> [TASK OBJECTIVE]
Rewrite the listing below, replacing "spot" with "locate" everywhere and changing nothing else. Omit the pictures from your answer.

Image location labeling listing:
>>>
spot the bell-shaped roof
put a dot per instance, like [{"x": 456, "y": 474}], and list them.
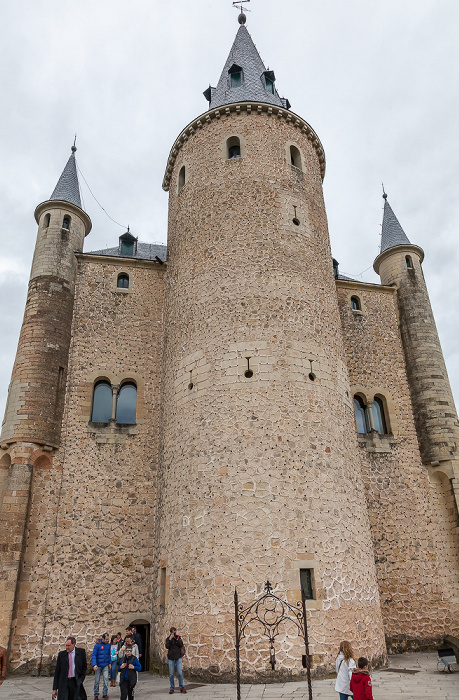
[
  {"x": 254, "y": 81},
  {"x": 392, "y": 232},
  {"x": 67, "y": 188}
]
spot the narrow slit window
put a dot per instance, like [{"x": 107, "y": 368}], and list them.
[
  {"x": 233, "y": 148},
  {"x": 306, "y": 583},
  {"x": 102, "y": 403},
  {"x": 379, "y": 418},
  {"x": 182, "y": 178},
  {"x": 295, "y": 157},
  {"x": 361, "y": 415},
  {"x": 123, "y": 281},
  {"x": 126, "y": 404}
]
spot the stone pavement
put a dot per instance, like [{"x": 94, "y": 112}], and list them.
[{"x": 387, "y": 685}]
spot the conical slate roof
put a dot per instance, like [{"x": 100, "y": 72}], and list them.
[
  {"x": 392, "y": 232},
  {"x": 244, "y": 55},
  {"x": 67, "y": 189}
]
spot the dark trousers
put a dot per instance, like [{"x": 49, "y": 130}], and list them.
[{"x": 126, "y": 690}]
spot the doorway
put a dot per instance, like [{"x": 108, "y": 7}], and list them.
[{"x": 143, "y": 630}]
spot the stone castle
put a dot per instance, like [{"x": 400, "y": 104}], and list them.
[{"x": 234, "y": 411}]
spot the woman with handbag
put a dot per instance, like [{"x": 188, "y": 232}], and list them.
[{"x": 344, "y": 665}]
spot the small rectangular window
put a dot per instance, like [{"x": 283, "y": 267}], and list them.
[
  {"x": 306, "y": 583},
  {"x": 162, "y": 587}
]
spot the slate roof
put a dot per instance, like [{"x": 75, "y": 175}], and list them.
[
  {"x": 67, "y": 188},
  {"x": 392, "y": 232},
  {"x": 244, "y": 54},
  {"x": 145, "y": 251}
]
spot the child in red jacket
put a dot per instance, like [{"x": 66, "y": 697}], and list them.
[{"x": 361, "y": 681}]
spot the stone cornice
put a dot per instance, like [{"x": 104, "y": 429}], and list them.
[
  {"x": 250, "y": 108},
  {"x": 354, "y": 284},
  {"x": 405, "y": 248},
  {"x": 60, "y": 204},
  {"x": 120, "y": 261}
]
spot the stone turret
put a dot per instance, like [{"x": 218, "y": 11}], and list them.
[
  {"x": 36, "y": 392},
  {"x": 259, "y": 449},
  {"x": 33, "y": 416},
  {"x": 399, "y": 265}
]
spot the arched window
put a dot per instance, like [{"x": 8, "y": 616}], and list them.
[
  {"x": 233, "y": 147},
  {"x": 102, "y": 403},
  {"x": 295, "y": 157},
  {"x": 361, "y": 415},
  {"x": 379, "y": 418},
  {"x": 126, "y": 404},
  {"x": 235, "y": 75},
  {"x": 123, "y": 281},
  {"x": 182, "y": 176}
]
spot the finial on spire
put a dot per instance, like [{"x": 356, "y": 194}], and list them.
[{"x": 242, "y": 19}]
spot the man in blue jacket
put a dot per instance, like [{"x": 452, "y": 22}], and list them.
[
  {"x": 101, "y": 663},
  {"x": 129, "y": 665}
]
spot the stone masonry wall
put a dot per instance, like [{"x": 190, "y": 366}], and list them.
<<<
> [WRITTEN SOLUTION]
locate the bell-shaped roof
put a dot per instance, like [{"x": 456, "y": 474}], and list them.
[
  {"x": 254, "y": 81},
  {"x": 392, "y": 232},
  {"x": 67, "y": 188}
]
locate the narrow slit window
put a dot per instance, like [{"x": 107, "y": 368}], and list them.
[
  {"x": 233, "y": 148},
  {"x": 306, "y": 583},
  {"x": 102, "y": 403},
  {"x": 379, "y": 418},
  {"x": 182, "y": 178},
  {"x": 295, "y": 157},
  {"x": 361, "y": 415},
  {"x": 123, "y": 281},
  {"x": 126, "y": 404}
]
locate the stone pavement
put a dot per instance, like [{"x": 94, "y": 112}], and list them.
[{"x": 387, "y": 685}]
locate the conical slate roof
put a dot per instance, like [{"x": 100, "y": 72}], and list them.
[
  {"x": 392, "y": 232},
  {"x": 244, "y": 55},
  {"x": 67, "y": 189}
]
locate the dark trousers
put a dot per instance, like [{"x": 49, "y": 130}], and list them.
[{"x": 126, "y": 690}]
locate the doorway
put a dot per instance, like [{"x": 108, "y": 7}], and list them.
[{"x": 143, "y": 630}]
locate the stone castle
put a dot per instance, like [{"x": 400, "y": 104}], and list them.
[{"x": 234, "y": 411}]
locate the woman with handbag
put a dot per instance, like [{"x": 188, "y": 232}], and list them.
[{"x": 344, "y": 665}]
locate the small rectangular window
put a dot per instance, like [{"x": 283, "y": 267}], and list them.
[
  {"x": 306, "y": 583},
  {"x": 162, "y": 587}
]
locate the slate roof
put a dot per instance, like [{"x": 75, "y": 175}], and list them.
[
  {"x": 67, "y": 188},
  {"x": 392, "y": 232},
  {"x": 244, "y": 54},
  {"x": 145, "y": 251}
]
locate the child in red jacket
put a dot per instance, like [{"x": 66, "y": 697}], and list them.
[{"x": 361, "y": 681}]
locate the stone cornice
put a dot per instance, like [{"x": 104, "y": 429}], and list them.
[
  {"x": 250, "y": 108},
  {"x": 354, "y": 284},
  {"x": 405, "y": 248},
  {"x": 60, "y": 204},
  {"x": 120, "y": 261}
]
locate the stone turret
put a dot per instance, like [{"x": 218, "y": 11}], and list them.
[
  {"x": 36, "y": 392},
  {"x": 259, "y": 449},
  {"x": 33, "y": 416},
  {"x": 399, "y": 265}
]
locate the arched window
put a dot per instance, like [{"x": 8, "y": 616}], and list them.
[
  {"x": 233, "y": 147},
  {"x": 102, "y": 403},
  {"x": 295, "y": 157},
  {"x": 361, "y": 415},
  {"x": 379, "y": 418},
  {"x": 126, "y": 404},
  {"x": 235, "y": 75},
  {"x": 123, "y": 281},
  {"x": 182, "y": 176}
]
locate the finial on spire
put a dot per instance, like [{"x": 356, "y": 194}], and list them.
[{"x": 242, "y": 19}]
locate the man in blue jacket
put a dot per instance, like [{"x": 452, "y": 22}], and list them.
[
  {"x": 101, "y": 663},
  {"x": 129, "y": 665}
]
locate the stone masonry wall
put a dot per instance, like [{"x": 190, "y": 366}], and list them.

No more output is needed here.